EXCERPTED PASSAGE.
——————————
In 2001 the infrastructure element of OSE was created, known as GAIAOSE; it would henceforth be responsible for the maintenance of stations, bridges and other elements of the network, as well as the leasing and the sale of railway assists. In 2005, TrainOSE was created as a brand within OSE to concentrate on rail services and passenger interface. In July 2022, the station began being served by Hellenic Train, the rebranded TranOSE The move was welcomed by the mayor of Serres, Alexandros Chrysafis.

In 2009, with the Greek debt crisis unfolding OSE's Management was forced to reduce services across the network. Timetables were cut back, and routes closed as the government-run entity attempted to reduce overheads. In 2017 OSE's passenger transport sector was privatised as TrainOSE, currently a wholly owned subsidiary of Ferrovie dello Stato Italiane. Infrastructure, including stations, remained under the control of OSE.

On the 5 September 2023, Storm Daniel triggered largescale flooding in Thessaly. The rail infrastructure was badly affected in the region, cutting on both Regional and Intercity routes as significant parts of the infrastructure were washed away. OSE engineers were on the ground in the worst affected areas Domokos, Doxaras, and Paleofarsalos to assess the extent of the damage, and prepare detailed reports, and seek financial assistance from the European Union.
50 km of tracks was completely destroyed

Repairing the extensive damage, was estimated at between 35 and 45 million euros. OSE managing director, Panagiotis Terezakis, spoke of reconstruction works reaching 50 million euros, confirming at the same time that there will be no rail traffic in the effected sections of the network for at least a month. The devastation goes beyond the tracks and signalling, affecting costly equipment such as the European Train Control System (ETCS), which enhances rail safety.
——————————
DATASET RECORDS.
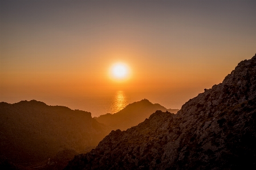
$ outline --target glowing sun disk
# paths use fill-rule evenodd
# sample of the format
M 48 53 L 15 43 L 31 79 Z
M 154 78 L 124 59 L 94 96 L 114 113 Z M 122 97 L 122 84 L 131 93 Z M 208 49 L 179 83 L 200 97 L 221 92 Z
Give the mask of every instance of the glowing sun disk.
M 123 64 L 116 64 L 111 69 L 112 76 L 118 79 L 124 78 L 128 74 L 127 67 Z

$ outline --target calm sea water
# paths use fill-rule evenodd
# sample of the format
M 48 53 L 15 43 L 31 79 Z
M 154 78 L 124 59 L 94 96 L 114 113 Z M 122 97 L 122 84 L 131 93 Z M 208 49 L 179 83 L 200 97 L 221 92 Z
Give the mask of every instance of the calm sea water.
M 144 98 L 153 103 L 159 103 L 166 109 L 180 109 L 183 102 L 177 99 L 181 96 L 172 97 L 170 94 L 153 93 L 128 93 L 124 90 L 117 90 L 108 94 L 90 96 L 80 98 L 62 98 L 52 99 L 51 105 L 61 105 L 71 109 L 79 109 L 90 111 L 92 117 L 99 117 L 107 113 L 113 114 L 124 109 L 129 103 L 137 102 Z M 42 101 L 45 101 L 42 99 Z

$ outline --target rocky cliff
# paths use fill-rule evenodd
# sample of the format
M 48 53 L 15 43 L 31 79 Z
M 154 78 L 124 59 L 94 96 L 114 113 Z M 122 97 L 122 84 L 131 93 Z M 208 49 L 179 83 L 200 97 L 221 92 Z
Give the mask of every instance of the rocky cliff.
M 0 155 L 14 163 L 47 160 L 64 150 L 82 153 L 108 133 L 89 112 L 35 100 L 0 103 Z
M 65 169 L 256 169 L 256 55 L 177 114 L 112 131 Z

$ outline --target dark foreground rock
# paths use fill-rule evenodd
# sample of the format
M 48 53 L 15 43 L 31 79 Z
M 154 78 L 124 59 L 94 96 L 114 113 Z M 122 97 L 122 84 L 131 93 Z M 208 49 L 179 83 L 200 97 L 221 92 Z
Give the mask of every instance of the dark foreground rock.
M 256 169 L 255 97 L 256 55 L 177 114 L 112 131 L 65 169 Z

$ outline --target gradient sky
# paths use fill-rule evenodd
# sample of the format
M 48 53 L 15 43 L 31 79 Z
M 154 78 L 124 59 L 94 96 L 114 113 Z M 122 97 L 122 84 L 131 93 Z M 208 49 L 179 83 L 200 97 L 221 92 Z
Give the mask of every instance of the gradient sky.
——————————
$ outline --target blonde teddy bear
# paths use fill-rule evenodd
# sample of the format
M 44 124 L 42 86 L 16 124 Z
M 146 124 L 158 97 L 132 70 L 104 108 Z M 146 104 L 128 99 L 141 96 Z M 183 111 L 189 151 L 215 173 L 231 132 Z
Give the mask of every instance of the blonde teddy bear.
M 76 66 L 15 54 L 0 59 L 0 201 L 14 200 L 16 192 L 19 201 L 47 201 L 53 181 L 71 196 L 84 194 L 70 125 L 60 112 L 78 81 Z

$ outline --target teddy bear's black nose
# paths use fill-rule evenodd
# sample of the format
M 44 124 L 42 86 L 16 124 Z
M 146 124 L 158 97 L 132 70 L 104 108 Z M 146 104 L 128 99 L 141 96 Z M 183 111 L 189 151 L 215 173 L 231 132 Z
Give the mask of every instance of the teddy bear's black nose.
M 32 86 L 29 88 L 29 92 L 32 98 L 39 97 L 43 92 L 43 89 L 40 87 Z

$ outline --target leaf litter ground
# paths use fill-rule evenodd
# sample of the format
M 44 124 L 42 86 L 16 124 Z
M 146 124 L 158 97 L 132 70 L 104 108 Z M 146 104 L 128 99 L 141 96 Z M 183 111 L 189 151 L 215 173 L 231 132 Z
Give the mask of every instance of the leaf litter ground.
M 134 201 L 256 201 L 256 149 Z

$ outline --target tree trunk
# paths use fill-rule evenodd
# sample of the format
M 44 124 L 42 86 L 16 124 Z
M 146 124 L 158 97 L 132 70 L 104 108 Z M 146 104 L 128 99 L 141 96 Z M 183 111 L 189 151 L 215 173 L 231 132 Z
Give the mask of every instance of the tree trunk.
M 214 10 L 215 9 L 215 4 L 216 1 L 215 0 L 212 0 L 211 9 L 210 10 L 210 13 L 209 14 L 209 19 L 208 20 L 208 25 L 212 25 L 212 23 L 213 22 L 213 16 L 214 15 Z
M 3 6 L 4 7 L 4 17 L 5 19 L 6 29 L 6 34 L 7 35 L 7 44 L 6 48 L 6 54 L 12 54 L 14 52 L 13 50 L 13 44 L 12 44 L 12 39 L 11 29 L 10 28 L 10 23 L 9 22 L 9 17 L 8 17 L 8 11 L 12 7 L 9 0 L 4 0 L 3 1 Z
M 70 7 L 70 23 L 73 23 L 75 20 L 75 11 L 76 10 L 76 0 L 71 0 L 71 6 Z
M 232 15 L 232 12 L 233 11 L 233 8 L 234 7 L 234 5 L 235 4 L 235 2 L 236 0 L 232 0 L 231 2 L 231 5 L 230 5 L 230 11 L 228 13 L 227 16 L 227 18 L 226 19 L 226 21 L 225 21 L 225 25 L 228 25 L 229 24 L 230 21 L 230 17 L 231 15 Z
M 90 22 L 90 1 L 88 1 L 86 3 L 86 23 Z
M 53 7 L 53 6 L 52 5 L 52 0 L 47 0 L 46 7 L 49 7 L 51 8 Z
——————————
TASK INSTRUCTIONS.
[1] Using the passage on the Greek rail operator OSE, explain in one to three sentences why OSE cut back services across its network in 2009.
[2] Carry on the passage about the Greek rail operator OSE, starting right after its final sentence about the European Train Control System.

OUTPUTS IN ORDER.
[1] OSE's management was forced to reduce services because the Greek debt crisis was unfolding. Timetables were cut back and routes closed as the government-run entity tried to reduce its overheads.

[2]
The line from Volos to Larissa was damaged, with extensive work needed to repair the line and resume services. Services between Larissa and Volos remain suspended across Thessaly’s coast until the track is repaired, with a rail-replacement bus in operation.

== Facilities ==
The old station still stands but is not in regular use; as of (2021) the station is unstaffed, with no staffed booking office and just simple bus-like waiting rooms. the original track alignment has been moved, so access to the platforms is via crossing the lines. The platforms have no outside seating, Dot-matrix display departure and arrival screens or timetable poster boards for passenger information. The station remains little more than an unstaffed halt. However, the station has parking facilities.

== Services ==

As of September 2026, the regional train that usually runs between and is suspended due to flood mitigation works: a rail replacement bus service runs parallel to the route, and calls at this station.

The station was also the starting point of the Velestino-Kalampaka line until its closure in 1999.